### PROBLEMS TO WORK ON:
A. In the text on signs a couple may need counseling, why should couples learn to manage conflict instead of resolving it?
B. Summarize the text on signs a couple may need counseling in two sentences.
C. Translate this sentence from the text on signs a couple may need counseling into Spanish: "Couples need to learn how to manage conflict, not resolve it - you’re never going to agree on everything."

### SOURCE PASSAGE:
-*-

If you’re noticing any of these 5 signs, you might want to get some additional support from a counsellor.
1. You feel like you keep having the same fight over and over again
This is a common experience in many long-term relationships (not just for couples). We have a tendency to fall into patterns with others that leave us having the same types of interactions over and over again. Specifically, if you’re noticing behaviours that make up The Four Horseman ( criticism, defensiveness, contempt, and social withdrawal/stonewalling) you might want to get some support. A counsellor can help you unpack what is happening so you can understand the source of these arguments and put a stop to the cycle.
2. Your partner feels more like a roommate than a romantic partner
When you start to feel like your partner is more your roommate than your romantic partner, and that you’re just going through the motions and co-existing in the same space you might want to seek out a counsellor to help you reconnect. Sometimes the busyness of everyday life can take over and make it hard for partners to feel connected, and sometimes this is the result of individual changes that have led partners to grow apart and seek out ways to have their needs met elsewhere.
3. Conflicts are explosive
Experiencing conflict is a normal part of any relationship, but when fights involve deeply hurtful words and actions it’s time to bring in a 3rd party to help you slow down those disagreements and help you see what’s really going on. Couples need to learn how to manage conflict, not resolve it - you’re never going to agree on everything. A skilled counsellor can help you uncover what is happening underneath the explosive comments shared during a conflict, and communicate from a gentler place ensuring you really hear one another.

-*-

Point localization data
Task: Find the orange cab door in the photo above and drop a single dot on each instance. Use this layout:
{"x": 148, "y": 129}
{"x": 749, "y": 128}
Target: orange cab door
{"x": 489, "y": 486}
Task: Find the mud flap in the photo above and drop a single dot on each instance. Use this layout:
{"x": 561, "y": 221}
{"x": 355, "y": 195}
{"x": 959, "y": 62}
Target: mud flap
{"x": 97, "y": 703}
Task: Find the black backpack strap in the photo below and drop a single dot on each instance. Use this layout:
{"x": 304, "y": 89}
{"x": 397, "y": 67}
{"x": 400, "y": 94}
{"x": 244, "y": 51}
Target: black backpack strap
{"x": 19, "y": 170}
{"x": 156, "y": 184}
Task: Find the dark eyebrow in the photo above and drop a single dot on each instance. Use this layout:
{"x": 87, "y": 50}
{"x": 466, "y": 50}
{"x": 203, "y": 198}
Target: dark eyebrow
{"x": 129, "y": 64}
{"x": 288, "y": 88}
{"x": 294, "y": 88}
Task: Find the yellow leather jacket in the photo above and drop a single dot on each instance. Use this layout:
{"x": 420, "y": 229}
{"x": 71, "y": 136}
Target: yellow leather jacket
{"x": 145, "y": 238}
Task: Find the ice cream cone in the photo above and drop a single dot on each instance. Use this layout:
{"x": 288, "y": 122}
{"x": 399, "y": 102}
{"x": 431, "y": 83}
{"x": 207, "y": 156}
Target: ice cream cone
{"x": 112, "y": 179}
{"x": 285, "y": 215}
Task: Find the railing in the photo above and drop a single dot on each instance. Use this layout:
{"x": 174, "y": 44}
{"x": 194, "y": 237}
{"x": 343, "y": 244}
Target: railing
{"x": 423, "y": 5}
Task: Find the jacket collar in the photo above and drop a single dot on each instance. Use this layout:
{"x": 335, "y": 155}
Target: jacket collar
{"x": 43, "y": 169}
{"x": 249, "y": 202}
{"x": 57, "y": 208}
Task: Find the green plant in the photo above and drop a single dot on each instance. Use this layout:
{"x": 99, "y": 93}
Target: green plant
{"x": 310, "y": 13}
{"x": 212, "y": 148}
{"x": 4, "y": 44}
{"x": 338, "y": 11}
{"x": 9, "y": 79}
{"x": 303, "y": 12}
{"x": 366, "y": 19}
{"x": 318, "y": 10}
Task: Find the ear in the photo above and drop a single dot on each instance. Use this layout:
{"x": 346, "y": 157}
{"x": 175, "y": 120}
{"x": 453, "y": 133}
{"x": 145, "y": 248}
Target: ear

-*-

### RESPONSES BY ITEM NUMBER:
A. They will never agree on everything.

B. Signs that a couple may need a counselor include having the same fight over and over, feeling like roommates rather than romantic partners, and having explosive conflicts with deeply hurtful words and actions. A counselor can help partners understand the source of repeated arguments and stop the cycle, reconnect, and see what lies beneath explosive comments so they communicate more gently and really hear one another.

C. Las parejas necesitan aprender a manejar el conflicto, no a resolverlo: nunca van a estar de acuerdo en todo.